A word of caution though: Its difficult as FUCK. I'd consider myself in average shape, but I got my ass handed to me the first time I did it. Personally, I would go with something less intense, even if its just working out by yourself to prepare you. If you go into with no experience like I did, you'll die.


----------



## xiphoscesar (May 5, 2010)

Thep said:


> A word of caution though: Its difficult as FUCK. I'd consider myself in average shape, but I got my ass handed to me the first time I did it. Personally, I would go with something less intense, even if its just working out by yourself to prepare you. If you go into with no experience like I did, you'll die.



yea its pretty intense
and its almost like my regular workout routine though

and im problaby just going to give a week and go back to my regular workouts but im going to start working out 5 days a week instead of 2


----------



## Sang-Drax (May 6, 2010)

Thep said:


> A word of caution though: Its difficult as FUCK. I'd consider myself in average shape, but I got my ass handed to me the first time I did it. Personally, I would go with something less intense, even if its just working out by yourself to prepare you. If you go into with no experience like I did, you'll die.



They do lay out the, let's say, system requirements though. Aren't those enough to avoid premature death? I'm thinking of getting it as well, though I'd have to provide myself the dumbells.


----------



## Razorgrin (Jun 20, 2010)

A friend of mine got on it, but he's not really following it very well. He _is_ losing weight, but not at the rate he probably would be if he kept it up. (Also, all the beer probs isn't helping.)

★ ★ ★ ★ ★

**REQUIRED WORK:**
Rename "beer" to "soda" in everything from "## Razorgrin (Jun" down to "probs isn't helping.)". Give that passage of the forum thread with the change made. Rely only on the forum thread for the answers.

★ ★ ★ ★ ★

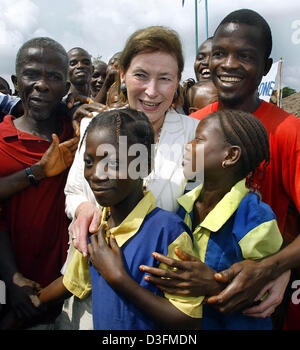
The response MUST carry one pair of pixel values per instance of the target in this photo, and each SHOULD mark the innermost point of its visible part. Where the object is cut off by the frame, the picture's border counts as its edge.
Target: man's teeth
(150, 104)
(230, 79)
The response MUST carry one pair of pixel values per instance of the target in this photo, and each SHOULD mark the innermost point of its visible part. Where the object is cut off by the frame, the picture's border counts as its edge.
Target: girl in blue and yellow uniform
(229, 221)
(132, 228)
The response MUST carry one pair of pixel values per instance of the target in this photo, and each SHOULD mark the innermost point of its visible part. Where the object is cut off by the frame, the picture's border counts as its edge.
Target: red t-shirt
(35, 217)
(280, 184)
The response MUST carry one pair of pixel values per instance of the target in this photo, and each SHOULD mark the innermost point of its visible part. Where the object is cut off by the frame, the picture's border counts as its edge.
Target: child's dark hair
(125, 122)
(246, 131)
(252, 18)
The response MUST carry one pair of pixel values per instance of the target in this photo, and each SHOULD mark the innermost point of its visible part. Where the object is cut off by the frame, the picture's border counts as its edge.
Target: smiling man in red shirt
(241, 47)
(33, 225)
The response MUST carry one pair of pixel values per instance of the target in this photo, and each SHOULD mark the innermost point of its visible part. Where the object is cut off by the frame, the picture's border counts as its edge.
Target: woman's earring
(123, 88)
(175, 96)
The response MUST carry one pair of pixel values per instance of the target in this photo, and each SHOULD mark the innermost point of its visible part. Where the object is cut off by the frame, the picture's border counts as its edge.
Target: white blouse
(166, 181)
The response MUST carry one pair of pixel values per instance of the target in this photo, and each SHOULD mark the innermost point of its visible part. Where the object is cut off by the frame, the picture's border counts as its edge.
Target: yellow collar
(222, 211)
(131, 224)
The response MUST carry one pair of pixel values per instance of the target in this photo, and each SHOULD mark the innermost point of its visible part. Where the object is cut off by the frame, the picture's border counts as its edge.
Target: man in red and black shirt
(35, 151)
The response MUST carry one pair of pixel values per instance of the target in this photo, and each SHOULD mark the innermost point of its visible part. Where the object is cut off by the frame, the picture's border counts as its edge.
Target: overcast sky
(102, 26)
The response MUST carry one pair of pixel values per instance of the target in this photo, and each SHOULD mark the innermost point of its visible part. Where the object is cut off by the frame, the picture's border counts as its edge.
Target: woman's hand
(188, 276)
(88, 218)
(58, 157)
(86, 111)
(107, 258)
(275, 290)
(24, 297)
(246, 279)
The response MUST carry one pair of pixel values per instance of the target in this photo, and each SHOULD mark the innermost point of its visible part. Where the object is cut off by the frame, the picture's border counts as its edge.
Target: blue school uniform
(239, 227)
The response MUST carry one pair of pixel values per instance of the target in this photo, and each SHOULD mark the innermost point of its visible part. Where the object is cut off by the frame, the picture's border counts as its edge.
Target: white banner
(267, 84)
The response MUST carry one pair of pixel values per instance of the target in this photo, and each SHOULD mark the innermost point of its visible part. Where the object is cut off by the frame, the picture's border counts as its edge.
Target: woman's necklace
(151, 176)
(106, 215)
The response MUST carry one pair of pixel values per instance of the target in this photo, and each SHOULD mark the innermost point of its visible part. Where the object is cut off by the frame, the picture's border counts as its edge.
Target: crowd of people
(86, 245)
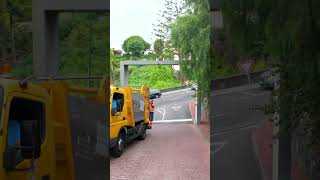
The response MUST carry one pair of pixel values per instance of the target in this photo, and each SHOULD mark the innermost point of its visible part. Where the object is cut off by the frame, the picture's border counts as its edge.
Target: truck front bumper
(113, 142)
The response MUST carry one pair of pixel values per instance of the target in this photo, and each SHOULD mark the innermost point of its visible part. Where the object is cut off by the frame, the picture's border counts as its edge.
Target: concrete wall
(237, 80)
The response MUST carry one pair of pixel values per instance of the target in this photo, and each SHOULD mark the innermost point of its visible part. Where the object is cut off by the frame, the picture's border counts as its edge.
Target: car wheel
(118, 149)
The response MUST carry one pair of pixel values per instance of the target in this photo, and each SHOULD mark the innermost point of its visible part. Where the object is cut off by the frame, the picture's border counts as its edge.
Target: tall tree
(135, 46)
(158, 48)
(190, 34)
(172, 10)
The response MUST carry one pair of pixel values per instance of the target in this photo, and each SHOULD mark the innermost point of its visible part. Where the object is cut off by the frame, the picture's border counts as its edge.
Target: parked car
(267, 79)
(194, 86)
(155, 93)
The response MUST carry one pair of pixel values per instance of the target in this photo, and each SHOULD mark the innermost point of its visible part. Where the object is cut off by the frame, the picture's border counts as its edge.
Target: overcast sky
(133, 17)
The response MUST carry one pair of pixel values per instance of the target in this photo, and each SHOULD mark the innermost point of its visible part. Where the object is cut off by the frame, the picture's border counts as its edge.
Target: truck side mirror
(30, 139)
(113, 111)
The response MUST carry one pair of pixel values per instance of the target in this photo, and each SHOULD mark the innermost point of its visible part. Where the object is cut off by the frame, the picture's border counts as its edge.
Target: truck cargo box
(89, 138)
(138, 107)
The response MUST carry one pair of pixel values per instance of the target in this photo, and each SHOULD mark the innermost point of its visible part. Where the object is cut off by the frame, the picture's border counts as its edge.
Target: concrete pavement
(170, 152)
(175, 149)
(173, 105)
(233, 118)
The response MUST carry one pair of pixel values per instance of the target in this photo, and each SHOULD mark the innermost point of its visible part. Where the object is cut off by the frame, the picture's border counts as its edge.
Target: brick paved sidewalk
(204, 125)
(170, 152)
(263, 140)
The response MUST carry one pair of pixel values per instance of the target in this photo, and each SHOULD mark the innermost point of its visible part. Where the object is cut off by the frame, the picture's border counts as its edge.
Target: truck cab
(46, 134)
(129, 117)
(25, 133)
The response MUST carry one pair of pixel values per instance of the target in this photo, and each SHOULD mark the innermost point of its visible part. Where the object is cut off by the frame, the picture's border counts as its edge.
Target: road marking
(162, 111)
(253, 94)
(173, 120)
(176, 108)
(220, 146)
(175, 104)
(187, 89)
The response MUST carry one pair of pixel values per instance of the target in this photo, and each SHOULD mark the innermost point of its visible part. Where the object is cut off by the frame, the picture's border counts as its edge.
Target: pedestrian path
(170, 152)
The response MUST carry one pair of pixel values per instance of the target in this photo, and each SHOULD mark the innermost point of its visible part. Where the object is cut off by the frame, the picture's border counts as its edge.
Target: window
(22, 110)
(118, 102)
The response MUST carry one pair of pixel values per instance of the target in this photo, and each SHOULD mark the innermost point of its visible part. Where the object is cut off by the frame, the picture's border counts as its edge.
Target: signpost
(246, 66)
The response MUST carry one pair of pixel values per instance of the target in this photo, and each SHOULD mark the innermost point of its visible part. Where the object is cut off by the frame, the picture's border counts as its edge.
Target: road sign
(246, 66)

★ ★ ★ ★ ★

**REPLY:**
## Razorgrin (Jun 20, 2010)

A friend of mine got on it, but he's not really following it very well. He _is_ losing weight, but not at the rate he probably would be if he kept it up. (Also, all the soda probs isn't helping.)